:: Texto mostrado ::
******

Muchos chicos y chicas han pasado de ser vulnerables ante multitud de fórmulas de peligro (antes, como ya hemos dicho, era así en multitud de situaciones, y no hace falta viajar al siglo XIX de Dickens para constatarlo) a, ahora, también ser víctimas de una invasión presuntamente protectora. Esta situación deja graves secuelas relacionadas con la expansión de una sociedad individualista en donde desde pequeños nos encontramos sometidos a la presión supervisadora: ante cualquier pequeña caída, ahí estaremos siempre las familias helicóptero; no solo para evitar el impacto y acompañar (que es lo esperable), sino también para recordar que siempre se puede dar más, que nunca es suficiente en esta competición insolidaria en la que hemos convertido el sistema escolar. En esa línea lo explica también Michael Sandel en su ensayo La tiranía del mérito (2020), cuando habla de la maquinaria clasificadora de la educación.
El epicentro del terremoto de la hipervigilancia parental escolar no es fácil de encontrar. Muchos, quien más y quien menos, hemos ejercido en algún momento de padres helicóptero en la faceta educativa, y la frontera para saber cuándo este modelo de control contribuye a aumentar temores y a atenuar el desarrollo de la autonomía es difícil de discernir. Al final, estar al lado de nuestros hijos e hijas es necesario, una muestra más de nuestras “buenas intenciones», como dice la psicóloga Madeline Levine. Oscilar hacia el lado opuesto, además, genera descuido y dejadez, lo que enciende las alarmas de un posible riesgo todavía mayor.
Sin embargo, la necesidad obsesiva de educar para la carrera del éxito académico y, por lo tanto, para la competición del mérito y la excelencia (dicho de otra manera, para ser perfectos en todo y ganar a toda costa), puede volverse en nuestra contra, al crecer también el recelo hacia la institución escolar: al final, se trata de no asumir el error, que nuestros hijos e hijas puedan fallar y haya que buscar un culpable, dentro o fuera. Así se genera un clima de desafección entre escuela y familia, que proyecta también ante la sociedad a unos docentes que siguen sobremanera atribuyendo el origen del fracaso a la implicación familiar, cuando el asunto es más complejo: la escuela no puede dejar de confiar en las familias, y estas no deben dejar de confiar en la escuela, y ese principio sin el cual la educación no funciona en parte se ha perdido por esta excesiva desconfianza.

******

:: Datos extraídos ::
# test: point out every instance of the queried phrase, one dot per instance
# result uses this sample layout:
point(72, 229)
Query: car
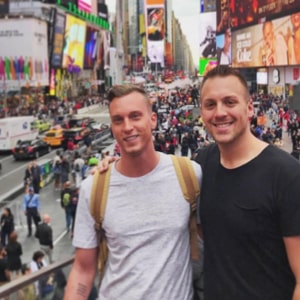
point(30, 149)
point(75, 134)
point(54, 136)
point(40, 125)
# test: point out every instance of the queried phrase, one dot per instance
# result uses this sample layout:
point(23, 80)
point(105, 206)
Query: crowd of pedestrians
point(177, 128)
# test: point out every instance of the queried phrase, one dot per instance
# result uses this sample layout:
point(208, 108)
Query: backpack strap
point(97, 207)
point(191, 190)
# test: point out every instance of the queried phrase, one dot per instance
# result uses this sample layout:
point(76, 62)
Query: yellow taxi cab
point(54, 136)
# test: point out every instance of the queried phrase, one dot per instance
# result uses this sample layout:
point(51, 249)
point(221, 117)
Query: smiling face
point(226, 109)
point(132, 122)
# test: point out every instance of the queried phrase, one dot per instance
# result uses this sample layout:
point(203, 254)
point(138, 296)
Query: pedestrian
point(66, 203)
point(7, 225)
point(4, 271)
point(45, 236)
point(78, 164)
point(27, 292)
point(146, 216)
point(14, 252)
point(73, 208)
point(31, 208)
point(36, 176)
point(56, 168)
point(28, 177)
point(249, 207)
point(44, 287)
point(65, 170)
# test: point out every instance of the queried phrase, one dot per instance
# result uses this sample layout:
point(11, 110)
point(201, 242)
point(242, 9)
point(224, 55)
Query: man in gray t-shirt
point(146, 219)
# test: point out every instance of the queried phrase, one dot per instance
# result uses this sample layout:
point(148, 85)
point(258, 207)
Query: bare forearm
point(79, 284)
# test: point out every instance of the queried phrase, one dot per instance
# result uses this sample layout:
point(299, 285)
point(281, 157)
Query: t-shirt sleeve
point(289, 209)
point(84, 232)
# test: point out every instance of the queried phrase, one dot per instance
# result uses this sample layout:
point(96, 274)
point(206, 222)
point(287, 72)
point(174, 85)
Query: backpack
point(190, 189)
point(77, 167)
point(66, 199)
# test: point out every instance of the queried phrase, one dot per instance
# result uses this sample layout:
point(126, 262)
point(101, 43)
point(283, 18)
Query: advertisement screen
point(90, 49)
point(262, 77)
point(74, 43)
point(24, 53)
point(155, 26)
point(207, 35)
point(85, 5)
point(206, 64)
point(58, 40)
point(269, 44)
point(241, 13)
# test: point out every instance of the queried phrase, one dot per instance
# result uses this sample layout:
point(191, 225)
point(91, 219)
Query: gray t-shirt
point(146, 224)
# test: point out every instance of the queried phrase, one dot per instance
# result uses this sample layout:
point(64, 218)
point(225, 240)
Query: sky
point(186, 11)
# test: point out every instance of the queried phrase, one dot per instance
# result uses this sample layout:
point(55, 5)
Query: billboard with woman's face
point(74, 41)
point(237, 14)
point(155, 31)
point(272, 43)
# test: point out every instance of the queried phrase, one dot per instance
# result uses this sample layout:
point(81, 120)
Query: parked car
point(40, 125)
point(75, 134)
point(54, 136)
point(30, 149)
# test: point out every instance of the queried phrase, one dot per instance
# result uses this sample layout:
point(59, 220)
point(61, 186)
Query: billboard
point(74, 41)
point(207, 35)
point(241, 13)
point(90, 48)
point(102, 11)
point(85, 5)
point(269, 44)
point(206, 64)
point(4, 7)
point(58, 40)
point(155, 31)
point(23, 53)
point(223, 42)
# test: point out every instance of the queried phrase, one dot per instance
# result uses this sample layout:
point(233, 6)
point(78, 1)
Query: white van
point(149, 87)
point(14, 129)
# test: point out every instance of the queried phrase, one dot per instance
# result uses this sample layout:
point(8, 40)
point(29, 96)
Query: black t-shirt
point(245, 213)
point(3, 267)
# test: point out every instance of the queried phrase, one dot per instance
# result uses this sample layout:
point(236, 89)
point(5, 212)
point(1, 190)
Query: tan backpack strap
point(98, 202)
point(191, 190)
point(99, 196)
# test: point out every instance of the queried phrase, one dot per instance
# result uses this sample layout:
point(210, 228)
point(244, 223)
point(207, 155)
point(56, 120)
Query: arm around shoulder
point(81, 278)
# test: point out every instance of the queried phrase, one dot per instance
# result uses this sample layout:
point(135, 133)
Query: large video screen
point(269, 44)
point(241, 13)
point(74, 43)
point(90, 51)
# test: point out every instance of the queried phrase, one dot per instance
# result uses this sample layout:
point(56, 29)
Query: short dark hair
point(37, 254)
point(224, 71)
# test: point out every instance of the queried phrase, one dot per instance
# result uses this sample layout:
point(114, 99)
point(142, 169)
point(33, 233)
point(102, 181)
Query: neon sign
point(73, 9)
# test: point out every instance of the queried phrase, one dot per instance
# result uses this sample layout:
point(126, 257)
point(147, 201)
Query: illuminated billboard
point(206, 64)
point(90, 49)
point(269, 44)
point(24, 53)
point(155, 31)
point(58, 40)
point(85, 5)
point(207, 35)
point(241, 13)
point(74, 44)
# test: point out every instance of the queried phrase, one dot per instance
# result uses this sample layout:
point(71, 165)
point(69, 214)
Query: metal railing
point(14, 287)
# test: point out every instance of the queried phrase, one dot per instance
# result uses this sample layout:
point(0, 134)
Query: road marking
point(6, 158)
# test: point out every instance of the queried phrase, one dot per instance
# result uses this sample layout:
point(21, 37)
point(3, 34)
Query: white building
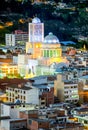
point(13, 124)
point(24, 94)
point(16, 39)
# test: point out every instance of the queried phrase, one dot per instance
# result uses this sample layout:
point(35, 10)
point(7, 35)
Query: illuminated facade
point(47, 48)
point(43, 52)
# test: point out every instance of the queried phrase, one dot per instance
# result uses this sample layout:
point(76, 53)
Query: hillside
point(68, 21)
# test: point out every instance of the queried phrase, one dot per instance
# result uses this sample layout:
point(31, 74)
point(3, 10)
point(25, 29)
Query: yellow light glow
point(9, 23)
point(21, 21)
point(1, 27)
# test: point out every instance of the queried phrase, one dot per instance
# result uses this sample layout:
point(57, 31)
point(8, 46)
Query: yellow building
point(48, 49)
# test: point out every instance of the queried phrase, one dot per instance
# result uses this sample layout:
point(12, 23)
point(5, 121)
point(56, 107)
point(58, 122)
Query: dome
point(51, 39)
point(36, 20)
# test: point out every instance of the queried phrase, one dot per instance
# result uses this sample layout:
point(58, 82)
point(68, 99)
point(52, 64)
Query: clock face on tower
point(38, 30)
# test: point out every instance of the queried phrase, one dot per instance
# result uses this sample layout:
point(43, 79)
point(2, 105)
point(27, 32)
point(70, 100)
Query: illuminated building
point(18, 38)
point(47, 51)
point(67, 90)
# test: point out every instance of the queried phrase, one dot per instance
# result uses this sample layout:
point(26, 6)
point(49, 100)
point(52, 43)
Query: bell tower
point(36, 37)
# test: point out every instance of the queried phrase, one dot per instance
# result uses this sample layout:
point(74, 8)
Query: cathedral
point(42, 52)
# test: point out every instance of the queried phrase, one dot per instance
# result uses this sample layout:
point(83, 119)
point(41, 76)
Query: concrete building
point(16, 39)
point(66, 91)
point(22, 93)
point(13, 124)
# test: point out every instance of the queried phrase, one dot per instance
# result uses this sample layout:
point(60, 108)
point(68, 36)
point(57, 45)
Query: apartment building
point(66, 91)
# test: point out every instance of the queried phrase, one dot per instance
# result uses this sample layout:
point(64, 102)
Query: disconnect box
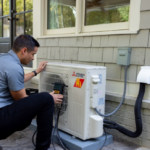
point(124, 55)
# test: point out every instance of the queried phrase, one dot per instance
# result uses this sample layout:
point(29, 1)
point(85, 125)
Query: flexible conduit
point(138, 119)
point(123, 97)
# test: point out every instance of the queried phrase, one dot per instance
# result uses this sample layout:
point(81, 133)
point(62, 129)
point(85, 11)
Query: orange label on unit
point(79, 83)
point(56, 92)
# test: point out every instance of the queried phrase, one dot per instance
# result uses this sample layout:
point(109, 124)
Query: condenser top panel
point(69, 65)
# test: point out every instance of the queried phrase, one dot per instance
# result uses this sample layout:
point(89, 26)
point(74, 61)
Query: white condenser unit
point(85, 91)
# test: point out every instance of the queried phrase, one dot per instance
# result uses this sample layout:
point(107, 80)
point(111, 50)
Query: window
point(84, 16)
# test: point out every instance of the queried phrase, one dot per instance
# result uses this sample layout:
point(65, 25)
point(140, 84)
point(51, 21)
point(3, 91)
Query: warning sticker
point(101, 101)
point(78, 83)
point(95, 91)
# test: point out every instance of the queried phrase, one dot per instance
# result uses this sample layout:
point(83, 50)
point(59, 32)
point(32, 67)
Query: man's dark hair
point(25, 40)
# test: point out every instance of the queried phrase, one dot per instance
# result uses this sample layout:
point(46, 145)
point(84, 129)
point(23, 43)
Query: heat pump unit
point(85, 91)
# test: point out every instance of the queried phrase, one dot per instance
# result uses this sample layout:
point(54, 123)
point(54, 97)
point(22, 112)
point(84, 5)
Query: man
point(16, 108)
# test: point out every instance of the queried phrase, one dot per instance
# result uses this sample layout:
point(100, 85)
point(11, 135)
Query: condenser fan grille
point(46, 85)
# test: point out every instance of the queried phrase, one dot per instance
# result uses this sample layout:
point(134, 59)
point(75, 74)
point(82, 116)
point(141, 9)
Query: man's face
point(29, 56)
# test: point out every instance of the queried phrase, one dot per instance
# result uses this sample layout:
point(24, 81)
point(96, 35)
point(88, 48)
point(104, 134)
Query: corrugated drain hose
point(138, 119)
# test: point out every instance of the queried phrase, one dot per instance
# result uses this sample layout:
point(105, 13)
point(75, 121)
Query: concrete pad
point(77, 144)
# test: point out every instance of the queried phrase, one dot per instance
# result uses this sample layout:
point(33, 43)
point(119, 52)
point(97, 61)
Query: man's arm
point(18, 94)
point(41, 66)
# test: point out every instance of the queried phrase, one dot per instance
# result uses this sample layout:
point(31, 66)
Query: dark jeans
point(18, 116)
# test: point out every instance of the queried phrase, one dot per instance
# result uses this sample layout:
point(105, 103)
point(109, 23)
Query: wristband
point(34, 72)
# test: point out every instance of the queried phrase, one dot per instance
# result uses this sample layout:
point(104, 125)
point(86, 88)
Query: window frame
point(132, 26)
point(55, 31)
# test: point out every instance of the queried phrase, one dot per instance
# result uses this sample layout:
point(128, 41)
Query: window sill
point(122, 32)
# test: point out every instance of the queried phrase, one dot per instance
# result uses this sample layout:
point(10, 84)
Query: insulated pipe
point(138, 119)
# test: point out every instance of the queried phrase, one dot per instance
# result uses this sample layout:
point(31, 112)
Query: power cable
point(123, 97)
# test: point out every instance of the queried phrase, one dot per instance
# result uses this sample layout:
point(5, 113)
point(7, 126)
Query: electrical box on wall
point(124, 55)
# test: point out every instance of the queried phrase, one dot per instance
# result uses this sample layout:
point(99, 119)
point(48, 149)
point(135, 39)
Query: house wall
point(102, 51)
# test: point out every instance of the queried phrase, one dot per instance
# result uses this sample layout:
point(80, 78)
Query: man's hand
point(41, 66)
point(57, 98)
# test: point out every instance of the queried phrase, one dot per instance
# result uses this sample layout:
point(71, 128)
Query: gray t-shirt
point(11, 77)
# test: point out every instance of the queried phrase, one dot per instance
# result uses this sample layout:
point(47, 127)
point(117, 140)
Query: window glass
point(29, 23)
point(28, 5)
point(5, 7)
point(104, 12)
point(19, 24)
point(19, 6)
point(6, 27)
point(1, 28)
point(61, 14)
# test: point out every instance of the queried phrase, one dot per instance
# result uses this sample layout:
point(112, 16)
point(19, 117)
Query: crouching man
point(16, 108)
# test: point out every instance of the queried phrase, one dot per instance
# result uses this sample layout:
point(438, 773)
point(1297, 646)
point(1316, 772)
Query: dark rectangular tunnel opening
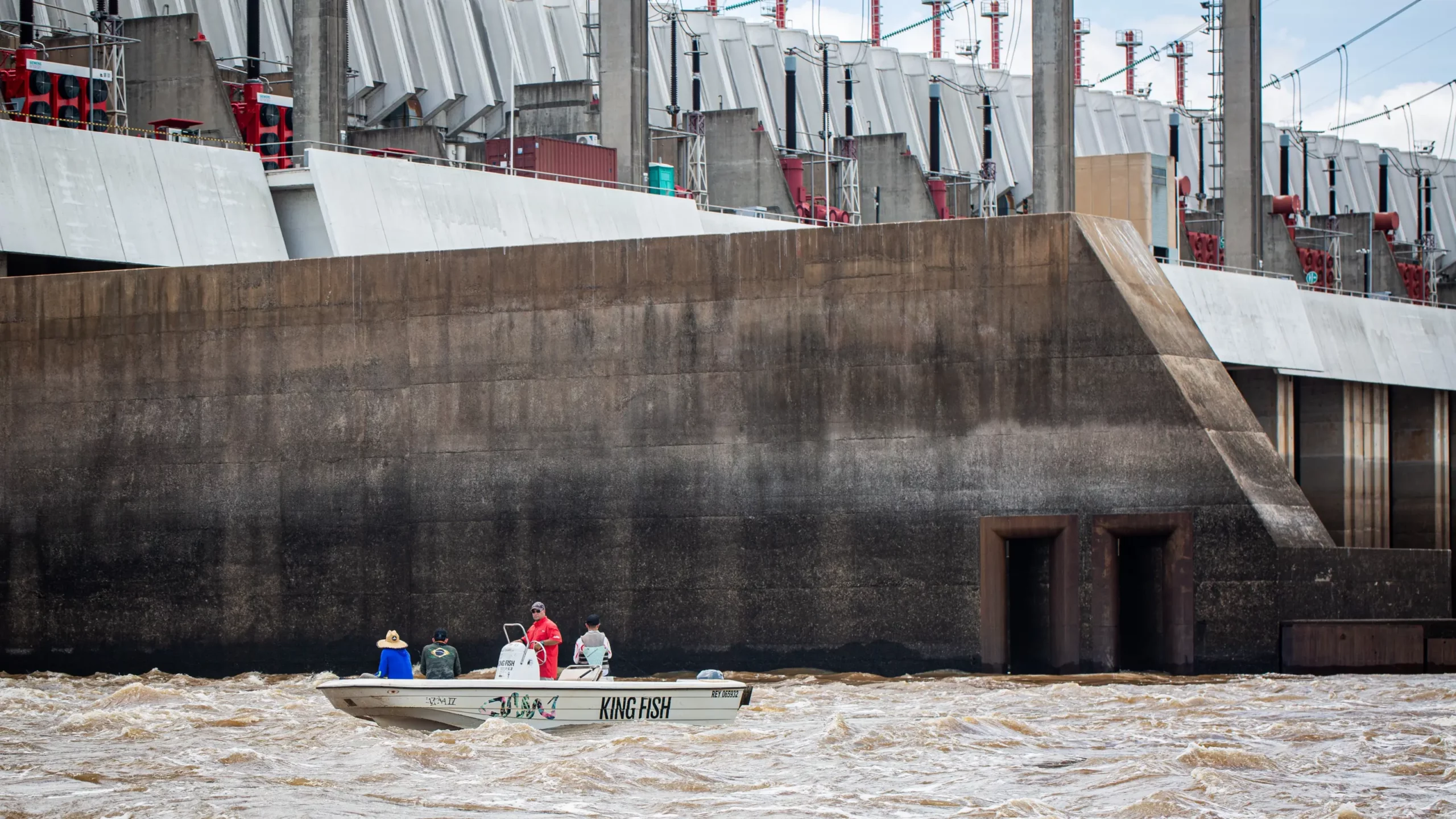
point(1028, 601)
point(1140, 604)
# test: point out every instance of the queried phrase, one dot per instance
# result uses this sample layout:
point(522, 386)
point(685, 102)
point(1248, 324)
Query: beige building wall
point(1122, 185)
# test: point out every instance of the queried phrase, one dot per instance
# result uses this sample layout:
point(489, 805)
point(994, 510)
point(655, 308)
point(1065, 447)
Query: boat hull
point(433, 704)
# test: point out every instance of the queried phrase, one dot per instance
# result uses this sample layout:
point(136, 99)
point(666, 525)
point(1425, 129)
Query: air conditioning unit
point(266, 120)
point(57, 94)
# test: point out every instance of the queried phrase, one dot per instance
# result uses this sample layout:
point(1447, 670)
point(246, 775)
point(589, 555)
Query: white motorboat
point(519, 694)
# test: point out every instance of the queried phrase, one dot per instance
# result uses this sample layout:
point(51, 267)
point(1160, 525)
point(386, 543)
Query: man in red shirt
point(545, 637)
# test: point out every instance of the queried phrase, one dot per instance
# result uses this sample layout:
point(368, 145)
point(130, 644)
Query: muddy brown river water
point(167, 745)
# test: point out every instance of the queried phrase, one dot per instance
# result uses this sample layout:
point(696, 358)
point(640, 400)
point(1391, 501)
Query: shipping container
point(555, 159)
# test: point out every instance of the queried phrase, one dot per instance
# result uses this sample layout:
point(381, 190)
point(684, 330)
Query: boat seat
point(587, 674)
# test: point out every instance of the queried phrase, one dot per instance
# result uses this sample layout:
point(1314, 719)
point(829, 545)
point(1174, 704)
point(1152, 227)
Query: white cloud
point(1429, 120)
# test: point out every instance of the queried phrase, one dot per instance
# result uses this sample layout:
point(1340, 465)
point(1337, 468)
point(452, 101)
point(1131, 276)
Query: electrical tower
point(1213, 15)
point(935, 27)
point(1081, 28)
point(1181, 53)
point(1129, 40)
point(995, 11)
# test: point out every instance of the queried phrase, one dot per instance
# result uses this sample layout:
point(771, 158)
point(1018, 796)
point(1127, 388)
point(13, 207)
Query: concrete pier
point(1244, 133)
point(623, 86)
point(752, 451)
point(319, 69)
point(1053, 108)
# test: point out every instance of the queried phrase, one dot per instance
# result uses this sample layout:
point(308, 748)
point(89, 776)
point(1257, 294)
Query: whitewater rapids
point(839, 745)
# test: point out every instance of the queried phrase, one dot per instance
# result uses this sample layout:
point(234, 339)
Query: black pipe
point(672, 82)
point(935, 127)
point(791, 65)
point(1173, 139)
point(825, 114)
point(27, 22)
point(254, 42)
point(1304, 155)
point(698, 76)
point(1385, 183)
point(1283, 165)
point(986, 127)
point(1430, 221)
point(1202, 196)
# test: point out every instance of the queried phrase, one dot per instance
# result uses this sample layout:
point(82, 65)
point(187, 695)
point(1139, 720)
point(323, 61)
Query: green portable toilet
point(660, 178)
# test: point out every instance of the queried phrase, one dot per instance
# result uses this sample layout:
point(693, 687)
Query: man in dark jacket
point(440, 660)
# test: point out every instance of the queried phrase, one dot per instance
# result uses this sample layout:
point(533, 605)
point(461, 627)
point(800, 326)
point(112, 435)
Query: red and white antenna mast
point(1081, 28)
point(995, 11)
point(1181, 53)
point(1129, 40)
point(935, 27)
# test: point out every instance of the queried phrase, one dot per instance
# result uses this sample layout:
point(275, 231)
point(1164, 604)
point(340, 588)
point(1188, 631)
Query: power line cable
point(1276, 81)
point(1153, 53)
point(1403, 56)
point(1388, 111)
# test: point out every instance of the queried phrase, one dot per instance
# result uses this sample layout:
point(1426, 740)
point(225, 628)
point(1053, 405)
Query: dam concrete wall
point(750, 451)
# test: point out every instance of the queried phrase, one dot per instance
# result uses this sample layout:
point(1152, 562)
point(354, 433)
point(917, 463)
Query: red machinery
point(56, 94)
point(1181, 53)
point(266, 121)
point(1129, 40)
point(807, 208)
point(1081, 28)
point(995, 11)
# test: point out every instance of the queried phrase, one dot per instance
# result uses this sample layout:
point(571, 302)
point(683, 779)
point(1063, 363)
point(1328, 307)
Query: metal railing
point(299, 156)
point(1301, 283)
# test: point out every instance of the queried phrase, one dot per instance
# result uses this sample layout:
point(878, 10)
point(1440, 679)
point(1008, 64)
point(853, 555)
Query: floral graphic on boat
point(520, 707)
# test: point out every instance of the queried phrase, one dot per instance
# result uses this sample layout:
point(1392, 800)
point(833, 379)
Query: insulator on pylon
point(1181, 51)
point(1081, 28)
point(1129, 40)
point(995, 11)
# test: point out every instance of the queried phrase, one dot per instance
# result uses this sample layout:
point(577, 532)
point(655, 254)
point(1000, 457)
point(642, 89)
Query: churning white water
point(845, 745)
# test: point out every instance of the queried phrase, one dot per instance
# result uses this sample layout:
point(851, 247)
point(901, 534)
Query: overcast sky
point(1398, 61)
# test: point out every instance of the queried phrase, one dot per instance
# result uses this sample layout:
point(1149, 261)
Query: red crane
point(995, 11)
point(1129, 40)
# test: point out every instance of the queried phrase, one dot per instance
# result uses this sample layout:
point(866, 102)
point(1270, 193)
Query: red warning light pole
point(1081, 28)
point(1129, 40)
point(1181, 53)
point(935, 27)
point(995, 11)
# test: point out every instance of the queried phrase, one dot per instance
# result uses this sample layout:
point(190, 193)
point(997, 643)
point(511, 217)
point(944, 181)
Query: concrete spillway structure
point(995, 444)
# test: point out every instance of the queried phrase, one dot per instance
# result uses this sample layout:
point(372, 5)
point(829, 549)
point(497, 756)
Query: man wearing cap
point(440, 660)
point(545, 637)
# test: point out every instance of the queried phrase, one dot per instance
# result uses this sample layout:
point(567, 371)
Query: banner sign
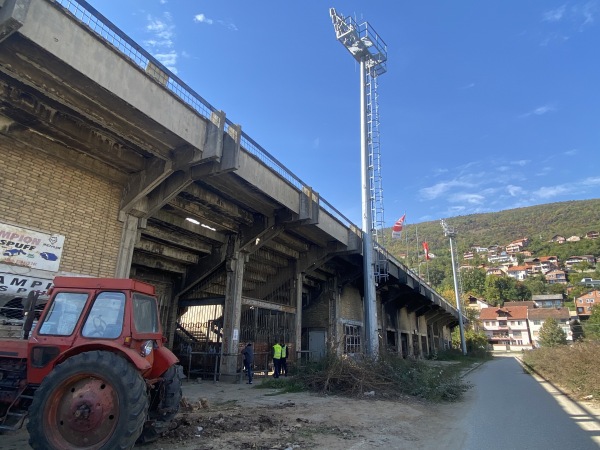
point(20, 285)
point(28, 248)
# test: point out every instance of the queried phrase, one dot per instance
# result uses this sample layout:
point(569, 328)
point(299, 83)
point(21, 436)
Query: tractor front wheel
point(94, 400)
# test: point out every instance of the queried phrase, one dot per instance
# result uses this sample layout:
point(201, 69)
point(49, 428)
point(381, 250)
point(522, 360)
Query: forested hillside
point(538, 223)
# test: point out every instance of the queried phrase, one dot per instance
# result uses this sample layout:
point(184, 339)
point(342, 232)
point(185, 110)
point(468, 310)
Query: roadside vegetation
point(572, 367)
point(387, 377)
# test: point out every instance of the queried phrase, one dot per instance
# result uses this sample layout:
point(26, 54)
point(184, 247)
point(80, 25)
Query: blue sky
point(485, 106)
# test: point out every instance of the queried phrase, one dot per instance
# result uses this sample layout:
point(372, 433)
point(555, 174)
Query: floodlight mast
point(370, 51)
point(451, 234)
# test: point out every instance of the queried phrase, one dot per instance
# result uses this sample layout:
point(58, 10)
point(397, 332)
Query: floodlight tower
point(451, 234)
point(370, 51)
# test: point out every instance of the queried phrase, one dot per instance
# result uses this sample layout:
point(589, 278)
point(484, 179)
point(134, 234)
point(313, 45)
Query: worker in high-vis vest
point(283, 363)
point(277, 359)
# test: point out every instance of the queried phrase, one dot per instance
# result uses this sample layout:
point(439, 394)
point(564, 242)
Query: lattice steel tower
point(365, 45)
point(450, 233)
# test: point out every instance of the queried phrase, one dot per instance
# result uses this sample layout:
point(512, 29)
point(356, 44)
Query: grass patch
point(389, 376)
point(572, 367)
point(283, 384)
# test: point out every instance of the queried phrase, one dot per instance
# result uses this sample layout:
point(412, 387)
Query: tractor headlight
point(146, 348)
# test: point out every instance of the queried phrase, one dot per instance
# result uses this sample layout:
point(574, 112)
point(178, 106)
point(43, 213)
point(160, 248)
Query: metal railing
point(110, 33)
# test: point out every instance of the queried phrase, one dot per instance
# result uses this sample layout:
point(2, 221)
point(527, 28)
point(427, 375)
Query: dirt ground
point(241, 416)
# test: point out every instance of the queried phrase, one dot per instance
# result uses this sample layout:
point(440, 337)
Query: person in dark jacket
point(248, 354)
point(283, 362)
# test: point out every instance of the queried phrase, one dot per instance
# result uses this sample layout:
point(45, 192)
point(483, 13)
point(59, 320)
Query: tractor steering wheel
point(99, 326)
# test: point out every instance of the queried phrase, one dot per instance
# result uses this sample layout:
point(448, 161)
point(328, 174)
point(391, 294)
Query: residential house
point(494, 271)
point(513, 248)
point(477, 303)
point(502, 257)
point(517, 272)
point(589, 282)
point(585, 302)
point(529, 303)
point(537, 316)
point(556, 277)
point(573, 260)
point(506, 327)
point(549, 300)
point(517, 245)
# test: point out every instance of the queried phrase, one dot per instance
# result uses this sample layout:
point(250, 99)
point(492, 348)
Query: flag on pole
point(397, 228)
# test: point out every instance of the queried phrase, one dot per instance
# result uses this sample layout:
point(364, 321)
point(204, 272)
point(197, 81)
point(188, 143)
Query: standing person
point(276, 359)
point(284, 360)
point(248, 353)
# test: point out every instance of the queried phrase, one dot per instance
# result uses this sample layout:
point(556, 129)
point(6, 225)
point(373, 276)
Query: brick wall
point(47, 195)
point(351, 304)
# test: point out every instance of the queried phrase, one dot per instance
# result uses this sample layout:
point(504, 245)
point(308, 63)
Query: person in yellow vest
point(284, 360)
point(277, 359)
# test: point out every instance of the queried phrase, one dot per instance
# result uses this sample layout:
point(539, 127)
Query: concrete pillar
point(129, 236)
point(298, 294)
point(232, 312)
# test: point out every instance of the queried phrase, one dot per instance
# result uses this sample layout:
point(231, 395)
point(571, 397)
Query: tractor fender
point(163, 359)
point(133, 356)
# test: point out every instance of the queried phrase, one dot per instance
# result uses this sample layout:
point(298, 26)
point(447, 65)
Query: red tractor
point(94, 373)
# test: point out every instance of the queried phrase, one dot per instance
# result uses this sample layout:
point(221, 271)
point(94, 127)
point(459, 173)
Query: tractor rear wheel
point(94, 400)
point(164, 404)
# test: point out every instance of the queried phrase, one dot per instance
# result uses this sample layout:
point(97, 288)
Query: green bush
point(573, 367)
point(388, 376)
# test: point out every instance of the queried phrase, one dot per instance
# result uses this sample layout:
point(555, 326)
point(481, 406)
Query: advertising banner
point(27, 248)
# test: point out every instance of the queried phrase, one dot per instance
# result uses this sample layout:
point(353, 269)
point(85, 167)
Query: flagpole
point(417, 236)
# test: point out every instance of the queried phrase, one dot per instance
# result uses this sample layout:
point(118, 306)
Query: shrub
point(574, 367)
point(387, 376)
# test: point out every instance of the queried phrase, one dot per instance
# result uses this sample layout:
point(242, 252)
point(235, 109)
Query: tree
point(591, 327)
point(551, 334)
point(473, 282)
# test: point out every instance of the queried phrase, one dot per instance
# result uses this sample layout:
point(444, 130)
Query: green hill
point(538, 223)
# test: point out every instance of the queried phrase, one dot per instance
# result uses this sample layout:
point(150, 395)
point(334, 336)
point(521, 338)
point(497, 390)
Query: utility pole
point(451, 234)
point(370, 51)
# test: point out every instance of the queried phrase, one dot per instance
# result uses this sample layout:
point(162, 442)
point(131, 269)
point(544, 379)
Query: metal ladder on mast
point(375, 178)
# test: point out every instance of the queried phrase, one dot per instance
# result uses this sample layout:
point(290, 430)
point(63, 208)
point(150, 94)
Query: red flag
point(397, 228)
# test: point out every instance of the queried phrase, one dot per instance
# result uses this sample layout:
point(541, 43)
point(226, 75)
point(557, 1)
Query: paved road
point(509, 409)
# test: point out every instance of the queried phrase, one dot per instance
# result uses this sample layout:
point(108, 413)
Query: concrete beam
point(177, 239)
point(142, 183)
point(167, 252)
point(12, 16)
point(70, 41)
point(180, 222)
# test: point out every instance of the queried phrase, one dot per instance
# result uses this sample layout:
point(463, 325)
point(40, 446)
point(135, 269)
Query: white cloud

******

:: Tarea ::
Continúa el texto sobre la sobreprotección de las familias en la vida escolar a partir de su última frase. El material no hace falta.

:: Respuesta escrita ::
Pero como todos —docentes y familias— tenemos el mismo fin, contribuir al progreso individual y al bienestar común, el mensaje que debemos transmitir tiene que ser justo el contrario: padres y madres deben estar ahí, al lado de la escuela, sin sobrevolar constantemente el trabajo de los que sufren todas estas desavenencias, y contribuyendo a generar, como la comunidad docente, un clima de confianza, estima y colaboración. Planear constantemente sobre el nido de la escuela de nuestras hijas e hijos es algo que todos hemos caído alguna vez en la vida, pero se trata de darle la vuelta y hacer sentir a los que nos necesitan que nos encontramos cerca, en su justa distancia, para acompañarlos; que nuestras hélices son un apoyo más que cada vez deben sentir más lejos a medida que crecen, aunque sigamos volando siempre a poca distancia, para lo que necesiten. Como un buen maestro en la etapa obligatoria, lejos de la visión de aquella infancia violentada que tanto queremos evitar.